Given passage:
>> begin

International: Trading with Climate

Two groups operating at the international level have been very diligent in lobbying for the right climate for industry. The World Business Council for Sustainable Development (WBCSD, se e chapter 16), a coalition of 125 CEOs of transnational corporations founded in 1990, specialises in the strategic deflection of the growing challenge of the environmental movement on climate and other issues. By promoting self regulation and spouting out sustainable development rhetoric, the WBCSD has helped its member TNCs to simultaneously green their images and push for unregulated economic growth and free market globalisation. It is worth noting that the corporations active in the supposedly green WBCSD -- including Dow Chemical, Shell and Dupont -- have also been involved in aggressive campaigning against agreements on greenhouse gas emission reductions.

Together with the Japanese industry lobby Keidanren, the WBCSD and ICC organised an International Conference on Business Initiatives for Mitigating Climate Change in Kyoto. Björn Stigson, then President of the WBCSD, expressed his pleasure there with the outcome of the Climate Summit. "One of the major outcomes of Kyoto was the recognition that business is a key engine that will drive us towards a more sustainable future." [13] Both the WBCSD and the ICC tout the clean development mechanism (CDM) as the most promising solution to the climate crisis. This is not surprising, as it will provide ample possibilities for TNCs to win new markets in southern countries.

The WBCSD has kept busy on various fronts since Kyoto. It runs the International Business Action Plan on Climate Change which promotes CDM projects between its members and southern countries; it cooperates closely with the UN Conference on Trade and Development (UNCTAD) in the creation of a mechanism for trading greenhouse gas emissions; and is simultaneously advising the World Bank on its planned carbon investment fund. Some of these activities can truly be said to contribute to climate mitigation; however, the Business Council's proposals never go beyond those that are profitable for industry.

>> end

Photo-based point labeling data:
>> begin

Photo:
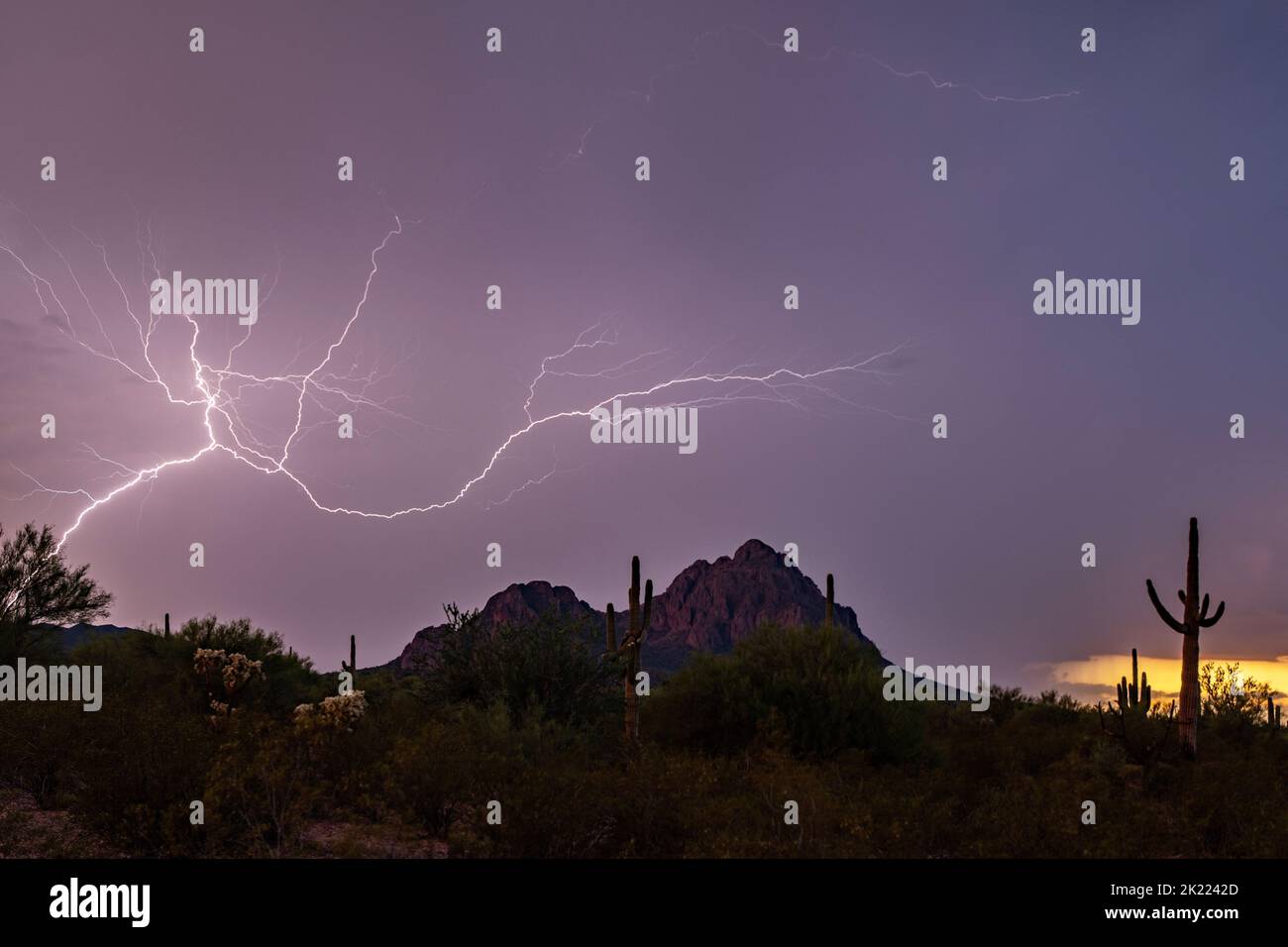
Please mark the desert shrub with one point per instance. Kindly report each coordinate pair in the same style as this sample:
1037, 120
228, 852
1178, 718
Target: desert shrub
552, 667
815, 689
261, 789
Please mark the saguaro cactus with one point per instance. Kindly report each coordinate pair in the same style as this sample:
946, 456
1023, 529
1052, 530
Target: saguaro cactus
1196, 618
353, 659
631, 644
1134, 696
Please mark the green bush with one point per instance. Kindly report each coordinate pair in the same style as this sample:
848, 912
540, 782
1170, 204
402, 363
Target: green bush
815, 689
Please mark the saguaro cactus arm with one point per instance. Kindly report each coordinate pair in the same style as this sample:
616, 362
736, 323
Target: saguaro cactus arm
1215, 618
648, 612
1162, 609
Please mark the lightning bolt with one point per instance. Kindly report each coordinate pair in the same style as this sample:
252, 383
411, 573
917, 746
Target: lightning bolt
214, 389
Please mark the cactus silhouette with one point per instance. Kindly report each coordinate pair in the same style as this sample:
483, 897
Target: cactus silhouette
1144, 741
1134, 696
1196, 617
631, 644
353, 659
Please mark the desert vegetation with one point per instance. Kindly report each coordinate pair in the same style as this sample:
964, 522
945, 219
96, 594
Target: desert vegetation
523, 741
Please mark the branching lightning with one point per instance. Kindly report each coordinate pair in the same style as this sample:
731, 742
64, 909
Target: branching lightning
217, 389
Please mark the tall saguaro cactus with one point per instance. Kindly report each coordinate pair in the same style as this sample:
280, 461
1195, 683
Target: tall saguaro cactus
1194, 618
631, 644
353, 659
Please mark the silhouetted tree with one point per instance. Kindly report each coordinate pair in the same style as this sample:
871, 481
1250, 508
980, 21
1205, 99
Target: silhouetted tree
39, 587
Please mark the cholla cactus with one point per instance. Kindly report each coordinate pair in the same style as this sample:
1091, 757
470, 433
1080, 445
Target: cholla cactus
334, 714
233, 673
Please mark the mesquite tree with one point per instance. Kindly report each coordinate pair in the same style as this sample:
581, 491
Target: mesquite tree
1194, 618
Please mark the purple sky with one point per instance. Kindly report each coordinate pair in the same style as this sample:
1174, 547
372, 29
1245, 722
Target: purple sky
767, 169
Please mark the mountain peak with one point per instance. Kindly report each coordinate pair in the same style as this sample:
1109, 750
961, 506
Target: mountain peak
709, 605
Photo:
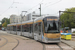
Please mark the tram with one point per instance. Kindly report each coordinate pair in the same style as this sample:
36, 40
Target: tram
45, 29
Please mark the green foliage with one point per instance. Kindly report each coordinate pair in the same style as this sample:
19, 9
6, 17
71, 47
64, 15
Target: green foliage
4, 24
68, 19
5, 21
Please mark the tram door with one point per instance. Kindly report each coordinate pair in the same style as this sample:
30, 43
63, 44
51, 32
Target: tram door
39, 31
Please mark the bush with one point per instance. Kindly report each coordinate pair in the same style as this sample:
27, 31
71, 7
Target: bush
73, 31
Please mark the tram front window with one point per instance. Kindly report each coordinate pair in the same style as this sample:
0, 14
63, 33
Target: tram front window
52, 27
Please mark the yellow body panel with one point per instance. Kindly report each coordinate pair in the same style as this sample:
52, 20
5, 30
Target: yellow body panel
67, 37
52, 35
38, 21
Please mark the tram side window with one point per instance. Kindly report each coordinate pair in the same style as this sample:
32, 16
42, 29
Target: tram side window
11, 28
30, 28
22, 28
8, 28
39, 26
26, 29
36, 27
14, 28
18, 28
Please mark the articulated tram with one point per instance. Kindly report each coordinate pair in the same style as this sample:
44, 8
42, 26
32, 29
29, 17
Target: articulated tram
45, 29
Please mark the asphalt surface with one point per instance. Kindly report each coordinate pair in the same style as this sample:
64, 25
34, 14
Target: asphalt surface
15, 42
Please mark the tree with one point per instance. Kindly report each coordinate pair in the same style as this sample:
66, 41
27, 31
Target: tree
68, 19
5, 19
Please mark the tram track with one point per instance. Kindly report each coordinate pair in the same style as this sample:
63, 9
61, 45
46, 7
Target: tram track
60, 47
56, 45
5, 42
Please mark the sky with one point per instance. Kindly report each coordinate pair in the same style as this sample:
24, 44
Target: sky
52, 7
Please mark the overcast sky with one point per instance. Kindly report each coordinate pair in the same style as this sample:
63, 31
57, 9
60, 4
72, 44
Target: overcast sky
9, 7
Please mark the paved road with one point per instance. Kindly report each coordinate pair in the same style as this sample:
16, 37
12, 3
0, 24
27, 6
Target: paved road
15, 42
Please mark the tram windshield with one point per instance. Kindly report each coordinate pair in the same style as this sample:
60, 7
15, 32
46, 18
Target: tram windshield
52, 27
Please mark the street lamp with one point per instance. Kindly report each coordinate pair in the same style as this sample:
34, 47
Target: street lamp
21, 20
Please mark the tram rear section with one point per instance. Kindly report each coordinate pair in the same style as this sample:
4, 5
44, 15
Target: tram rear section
45, 29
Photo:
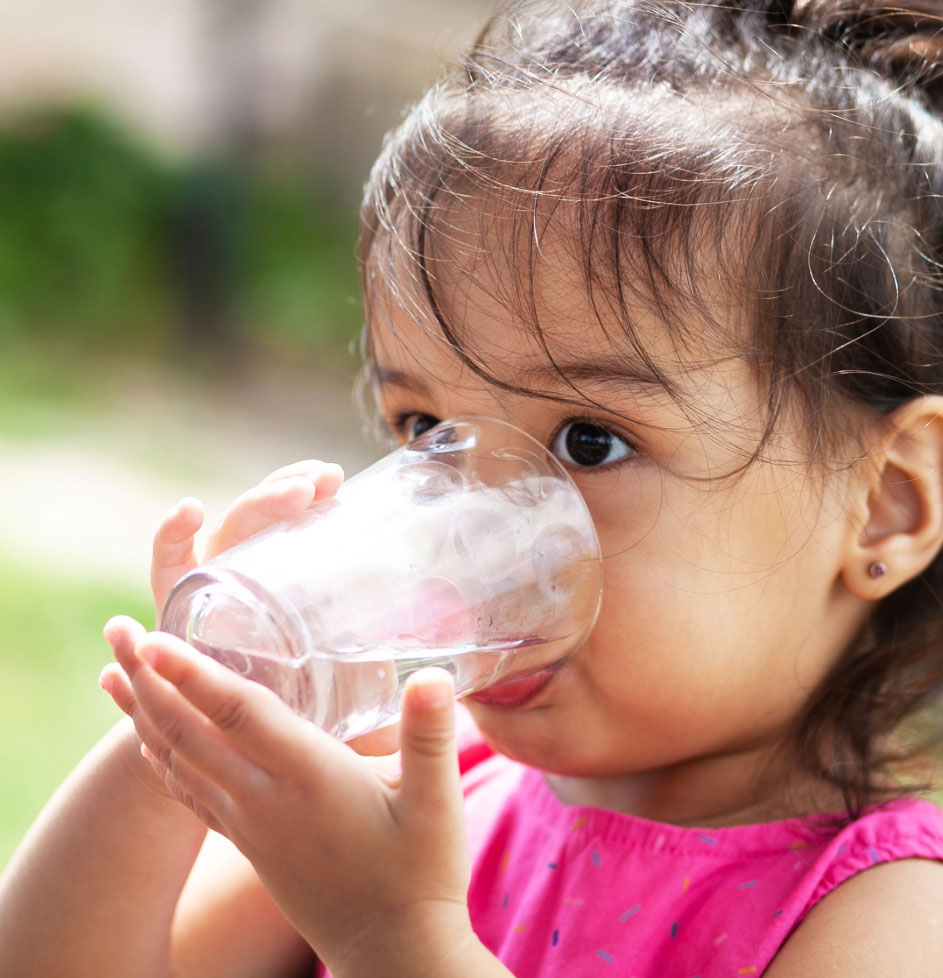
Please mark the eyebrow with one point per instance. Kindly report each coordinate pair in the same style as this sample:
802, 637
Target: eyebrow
617, 376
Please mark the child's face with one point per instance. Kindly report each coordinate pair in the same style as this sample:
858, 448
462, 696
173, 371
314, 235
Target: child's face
723, 606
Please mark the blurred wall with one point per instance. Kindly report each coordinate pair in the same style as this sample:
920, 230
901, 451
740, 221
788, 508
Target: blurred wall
192, 74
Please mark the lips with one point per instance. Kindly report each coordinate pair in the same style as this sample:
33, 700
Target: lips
515, 692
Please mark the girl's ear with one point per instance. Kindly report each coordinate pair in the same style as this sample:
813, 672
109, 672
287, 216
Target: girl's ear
897, 528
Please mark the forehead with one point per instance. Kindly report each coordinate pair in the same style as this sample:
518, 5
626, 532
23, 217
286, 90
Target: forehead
517, 293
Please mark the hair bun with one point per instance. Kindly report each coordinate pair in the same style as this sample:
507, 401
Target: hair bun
903, 40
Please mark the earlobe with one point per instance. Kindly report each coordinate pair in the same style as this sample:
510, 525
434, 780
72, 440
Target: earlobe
898, 527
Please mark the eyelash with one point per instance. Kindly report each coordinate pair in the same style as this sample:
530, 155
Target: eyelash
400, 425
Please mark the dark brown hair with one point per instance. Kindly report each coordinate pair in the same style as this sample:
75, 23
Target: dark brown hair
797, 147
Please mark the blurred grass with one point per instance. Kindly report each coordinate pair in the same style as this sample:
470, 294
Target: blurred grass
53, 711
107, 245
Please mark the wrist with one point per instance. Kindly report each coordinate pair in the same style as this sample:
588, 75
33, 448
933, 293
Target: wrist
429, 940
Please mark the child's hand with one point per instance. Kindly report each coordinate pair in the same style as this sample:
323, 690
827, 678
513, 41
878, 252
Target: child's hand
369, 868
285, 493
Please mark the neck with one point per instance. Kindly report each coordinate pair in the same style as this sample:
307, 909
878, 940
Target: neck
756, 785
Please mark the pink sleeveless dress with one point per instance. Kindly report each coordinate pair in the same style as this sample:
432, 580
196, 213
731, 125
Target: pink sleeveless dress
561, 891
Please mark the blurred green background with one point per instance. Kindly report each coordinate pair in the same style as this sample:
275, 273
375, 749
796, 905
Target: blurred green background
179, 186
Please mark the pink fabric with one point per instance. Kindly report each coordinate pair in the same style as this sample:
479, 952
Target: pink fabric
568, 891
561, 891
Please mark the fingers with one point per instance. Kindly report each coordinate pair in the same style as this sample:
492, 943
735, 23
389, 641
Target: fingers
214, 719
285, 493
173, 554
427, 741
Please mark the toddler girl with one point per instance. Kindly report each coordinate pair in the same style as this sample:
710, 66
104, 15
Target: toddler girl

>> end

Set exercise 1:
Rewrite the paragraph of the climate lobbying passage that begins "The WBCSD has kept busy on various fronts since Kyoto" as a bulleted list, keeping its main facts.
Set exercise 2:
Pick up the climate lobbying passage after its last sentence and keep writing.

Task result 1:
- Since Kyoto, the WBCSD has been active on several fronts:
  - It runs the International Business Action Plan on Climate Change, which promotes CDM projects between its members and southern countries.
  - It cooperates closely with UNCTAD to create a mechanism for trading greenhouse gas emissions.
  - It advises the World Bank on its planned carbon investment fund.
- Some of these activities contribute to climate mitigation, but the Business Council's proposals never go beyond what is profitable for industry.

Task result 2:
The International Chamber of Commerce (ICC, see chapter 18), probably the most powerful corporate lobby group on earth, has similar strategies and demands: voluntary action from industry, global commitments which include southern countries, market instruments, and nuclear energy as a viable and sustainable solution. The group's enormous resources give it a formidable lobbying capacity. In October 1998, two weeks before the Buenos Aires Climate Summit, the ICC sent a 30-person delegation to Dakar, Senegal. The mission, which included representatives from Shell, LaFarge, Texaco, Mobil and Chevron, met with energy and environmental ministers from more than 20 African countries in order to tempt them with promises of technology transfer and foreign investment in exchange for support for the CDM.

Hot Air: the European Corporate Lobby Groups

European corporate lobby groups operate under rather different political circumstances than do their US colleagues. In Europe, environmental policies are generally higher on the political agenda than they are on the other side of the Atlantic. Energy taxes (not even under consideration in the US) have already been introduced in a number of countries, although on a very limited scale. The EU is currently discussing an energy tax, although this is accompanied by a decided lack of ambition and plenty of foot dragging. Finally, the existence of climate change is undisputed in the European political arena.

Given these more challenging conditions, the most influential European business lobby groups such as the European Roundtable of Industrialists (ERT), the employers' organisation UNICE and the chemical industry federation CEFIC, decided upon a subtler approach to the climate debate. European industry has yet to accept binding targets for greenhouse gas reductions. Instead, it has concentrated on promoting voluntary action, industry's alter native to government regulation. Business claims that if the responsibility for solving environmental problems were left to them, the result would be the swift introduction of technological improvements to increase energy efficiency. The Clean Development Mechanism, joint implementation and tradable emissions are also promoted as the wisest solutions to the climate change problem.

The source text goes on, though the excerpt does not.